## Work task
Convert all of the data below into a JSON list of strings, with one string per line and no blank lines. Leave the pictures out.

Segmentation mask data
........

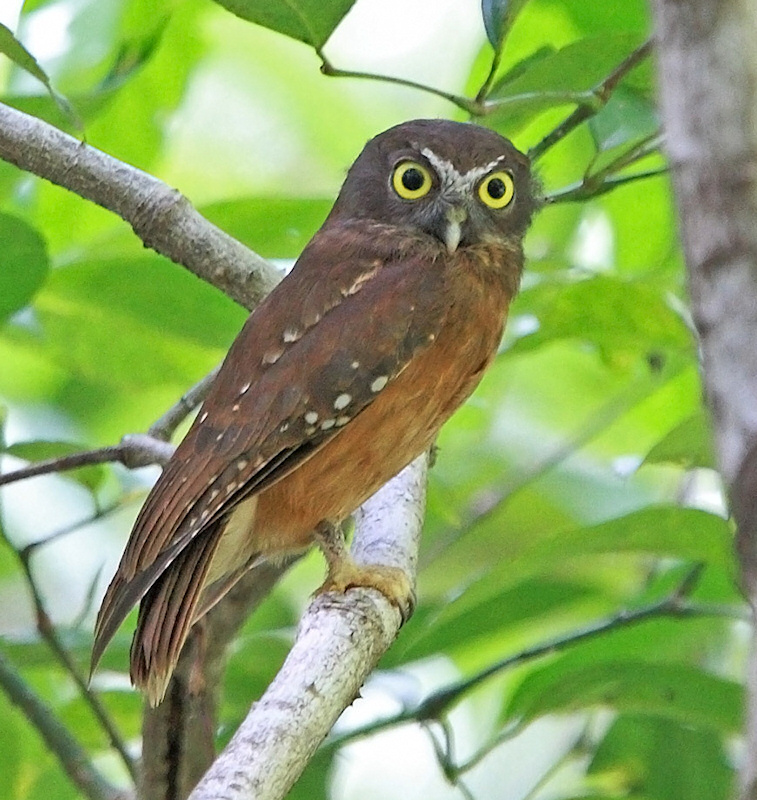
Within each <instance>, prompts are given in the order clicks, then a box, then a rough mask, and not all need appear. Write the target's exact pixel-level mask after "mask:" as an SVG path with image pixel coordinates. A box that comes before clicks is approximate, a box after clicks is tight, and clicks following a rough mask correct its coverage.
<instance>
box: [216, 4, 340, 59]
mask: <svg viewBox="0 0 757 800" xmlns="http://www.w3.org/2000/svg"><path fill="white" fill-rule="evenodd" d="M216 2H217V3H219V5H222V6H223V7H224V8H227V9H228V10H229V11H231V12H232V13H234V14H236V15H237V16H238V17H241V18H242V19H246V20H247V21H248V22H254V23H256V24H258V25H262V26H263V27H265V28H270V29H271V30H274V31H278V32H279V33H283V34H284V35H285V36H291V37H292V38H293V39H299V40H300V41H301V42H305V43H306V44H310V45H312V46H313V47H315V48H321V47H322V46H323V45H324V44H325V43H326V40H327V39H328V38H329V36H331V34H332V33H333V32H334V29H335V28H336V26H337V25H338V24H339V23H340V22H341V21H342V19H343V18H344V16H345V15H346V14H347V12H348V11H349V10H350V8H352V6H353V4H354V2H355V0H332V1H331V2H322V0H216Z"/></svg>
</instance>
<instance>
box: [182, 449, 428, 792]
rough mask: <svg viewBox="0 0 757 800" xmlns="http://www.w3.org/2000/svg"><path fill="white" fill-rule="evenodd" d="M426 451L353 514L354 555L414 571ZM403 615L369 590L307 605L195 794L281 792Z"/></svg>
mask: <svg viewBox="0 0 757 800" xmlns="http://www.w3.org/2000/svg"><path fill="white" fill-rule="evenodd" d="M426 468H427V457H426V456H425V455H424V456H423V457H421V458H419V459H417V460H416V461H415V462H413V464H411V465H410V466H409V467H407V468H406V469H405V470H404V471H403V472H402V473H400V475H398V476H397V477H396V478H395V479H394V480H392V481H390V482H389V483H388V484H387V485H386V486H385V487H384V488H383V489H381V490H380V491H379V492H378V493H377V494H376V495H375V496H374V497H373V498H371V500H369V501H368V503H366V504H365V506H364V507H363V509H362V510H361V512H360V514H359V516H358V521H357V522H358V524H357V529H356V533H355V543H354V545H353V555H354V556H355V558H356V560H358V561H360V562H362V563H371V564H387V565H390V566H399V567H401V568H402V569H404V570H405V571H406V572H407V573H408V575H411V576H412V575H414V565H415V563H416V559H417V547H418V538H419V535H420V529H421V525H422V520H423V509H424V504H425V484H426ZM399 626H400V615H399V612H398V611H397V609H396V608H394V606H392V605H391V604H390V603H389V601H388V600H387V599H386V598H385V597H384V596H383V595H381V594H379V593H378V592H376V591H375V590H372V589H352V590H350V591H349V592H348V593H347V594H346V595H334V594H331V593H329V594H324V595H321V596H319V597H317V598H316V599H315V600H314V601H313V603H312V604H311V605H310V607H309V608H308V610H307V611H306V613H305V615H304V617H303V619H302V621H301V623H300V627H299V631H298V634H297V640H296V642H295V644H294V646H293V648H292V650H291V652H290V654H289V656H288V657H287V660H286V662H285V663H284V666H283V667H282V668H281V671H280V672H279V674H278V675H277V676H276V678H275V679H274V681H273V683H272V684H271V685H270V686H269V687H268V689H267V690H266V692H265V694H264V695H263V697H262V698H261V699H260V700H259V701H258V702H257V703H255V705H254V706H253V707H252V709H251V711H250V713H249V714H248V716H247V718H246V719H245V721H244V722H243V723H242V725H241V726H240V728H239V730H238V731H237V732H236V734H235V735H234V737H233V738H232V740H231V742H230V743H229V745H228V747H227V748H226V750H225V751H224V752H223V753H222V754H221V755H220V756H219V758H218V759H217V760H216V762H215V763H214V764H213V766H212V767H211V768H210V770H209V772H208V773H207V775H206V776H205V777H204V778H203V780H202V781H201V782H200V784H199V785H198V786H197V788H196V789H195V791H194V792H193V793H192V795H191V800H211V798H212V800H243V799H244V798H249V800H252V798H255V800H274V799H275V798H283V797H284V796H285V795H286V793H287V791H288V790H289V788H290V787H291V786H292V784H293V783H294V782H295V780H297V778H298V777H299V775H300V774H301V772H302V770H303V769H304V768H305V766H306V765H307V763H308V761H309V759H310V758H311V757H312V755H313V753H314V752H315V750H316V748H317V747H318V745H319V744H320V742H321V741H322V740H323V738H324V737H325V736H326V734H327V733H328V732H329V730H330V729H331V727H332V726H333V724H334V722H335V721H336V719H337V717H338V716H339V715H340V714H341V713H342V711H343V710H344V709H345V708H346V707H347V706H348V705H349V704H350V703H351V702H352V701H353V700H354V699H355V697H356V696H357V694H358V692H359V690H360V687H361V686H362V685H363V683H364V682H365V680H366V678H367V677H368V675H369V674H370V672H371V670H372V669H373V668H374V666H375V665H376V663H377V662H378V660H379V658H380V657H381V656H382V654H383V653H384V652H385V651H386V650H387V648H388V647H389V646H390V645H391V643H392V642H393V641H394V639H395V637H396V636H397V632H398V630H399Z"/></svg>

........

## Response to this exercise
[
  "Within each <instance>, prompts are given in the order clicks, then a box, then a rough mask, and not all need appear. Write the target's exact pixel-level mask after \"mask:\" as an SVG path with image pixel coordinates. A box that comes before clicks is approximate, a box after clicks is tight, and clicks following a rough mask correct its coverage.",
  "<instance>",
  "box: [216, 4, 340, 59]",
  "mask: <svg viewBox=\"0 0 757 800\" xmlns=\"http://www.w3.org/2000/svg\"><path fill=\"white\" fill-rule=\"evenodd\" d=\"M216 2H217V3H219V5H222V6H223V7H224V8H227V9H228V10H229V11H231V12H232V13H234V14H236V15H237V16H238V17H241V18H242V19H246V20H247V21H248V22H254V23H256V24H258V25H262V26H263V27H265V28H270V29H271V30H274V31H278V32H279V33H283V34H284V35H285V36H291V37H292V38H293V39H299V40H300V41H301V42H305V43H306V44H310V45H312V46H313V47H315V48H321V47H322V46H323V45H324V44H325V43H326V40H327V39H328V38H329V36H331V34H332V33H333V32H334V29H335V28H336V26H337V25H338V24H339V23H340V22H341V21H342V19H343V18H344V16H345V15H346V14H347V12H348V11H349V10H350V8H352V6H353V4H354V2H355V0H332V1H331V2H322V0H216Z\"/></svg>",
  "</instance>",
  "<instance>",
  "box: [182, 449, 428, 792]",
  "rough mask: <svg viewBox=\"0 0 757 800\" xmlns=\"http://www.w3.org/2000/svg\"><path fill=\"white\" fill-rule=\"evenodd\" d=\"M426 451L353 514L354 555L414 571ZM403 615L369 590L307 605L195 794L281 792Z\"/></svg>",
  "mask: <svg viewBox=\"0 0 757 800\" xmlns=\"http://www.w3.org/2000/svg\"><path fill=\"white\" fill-rule=\"evenodd\" d=\"M426 468H427V457H426V456H425V455H424V456H423V457H421V458H419V459H417V460H416V461H415V462H413V464H411V465H410V466H409V467H407V468H406V469H405V470H404V471H403V472H402V473H400V475H398V476H397V477H396V478H395V479H394V480H392V481H390V482H389V483H388V484H387V485H386V486H385V487H384V488H383V489H381V490H380V491H379V492H378V493H377V494H376V495H375V496H374V497H373V498H371V500H369V501H368V503H366V504H365V506H364V507H363V509H362V510H361V512H360V514H359V516H358V521H357V522H358V524H357V529H356V533H355V543H354V545H353V555H354V556H355V558H356V560H358V561H360V562H362V563H371V564H387V565H390V566H399V567H401V568H402V569H404V570H405V571H406V572H407V573H408V575H411V576H412V575H414V565H415V563H416V559H417V547H418V538H419V535H420V529H421V525H422V520H423V509H424V504H425V484H426ZM399 626H400V615H399V612H398V611H397V609H396V608H394V606H392V605H391V604H390V603H389V601H388V600H387V599H386V598H385V597H384V596H383V595H381V594H379V593H378V592H376V591H375V590H372V589H352V590H350V591H349V592H348V593H347V594H346V595H334V594H331V593H329V594H324V595H321V596H319V597H317V598H316V599H315V600H314V601H313V603H312V604H311V605H310V607H309V608H308V610H307V611H306V613H305V615H304V617H303V619H302V621H301V623H300V627H299V631H298V634H297V640H296V642H295V644H294V646H293V648H292V650H291V652H290V654H289V656H288V657H287V660H286V662H285V663H284V666H283V667H282V668H281V671H280V672H279V674H278V675H277V676H276V678H275V679H274V681H273V683H272V684H271V685H270V686H269V687H268V689H267V690H266V692H265V694H264V695H263V697H262V698H261V699H260V700H259V701H258V702H257V703H255V705H254V706H253V707H252V709H251V711H250V713H249V714H248V716H247V718H246V719H245V721H244V722H243V723H242V725H241V726H240V728H239V730H238V731H237V732H236V734H235V735H234V737H233V738H232V740H231V742H230V743H229V745H228V747H227V748H226V750H225V751H224V752H223V753H222V754H221V755H220V756H219V758H218V759H217V760H216V762H215V763H214V764H213V766H212V767H211V768H210V770H209V772H208V773H207V775H206V776H205V777H204V778H203V780H202V781H201V782H200V784H199V785H198V786H197V788H196V789H195V791H194V792H193V793H192V795H191V800H211V798H212V800H243V799H244V798H249V800H252V798H255V800H274V799H275V798H283V797H284V796H285V795H286V793H287V791H288V790H289V788H290V787H291V786H292V784H293V783H294V782H295V780H297V778H298V777H299V775H300V774H301V772H302V770H303V769H304V768H305V766H306V765H307V763H308V761H309V759H310V758H311V757H312V755H313V753H314V752H315V750H316V748H317V747H318V745H319V744H320V742H321V741H322V740H323V738H324V737H325V736H326V734H327V733H328V732H329V730H330V729H331V727H332V726H333V724H334V722H335V721H336V719H337V717H338V716H339V715H340V714H341V713H342V711H343V710H344V709H345V708H346V707H347V706H348V705H349V704H350V703H351V702H352V701H353V700H354V699H355V697H356V696H357V694H358V692H359V690H360V687H361V686H362V685H363V683H364V682H365V680H366V678H367V677H368V675H369V674H370V672H371V670H372V669H373V668H374V666H375V665H376V663H377V662H378V660H379V658H380V657H381V656H382V654H383V653H384V652H385V651H386V650H387V648H388V647H389V646H390V645H391V643H392V642H393V641H394V639H395V637H396V636H397V632H398V630H399Z\"/></svg>"
]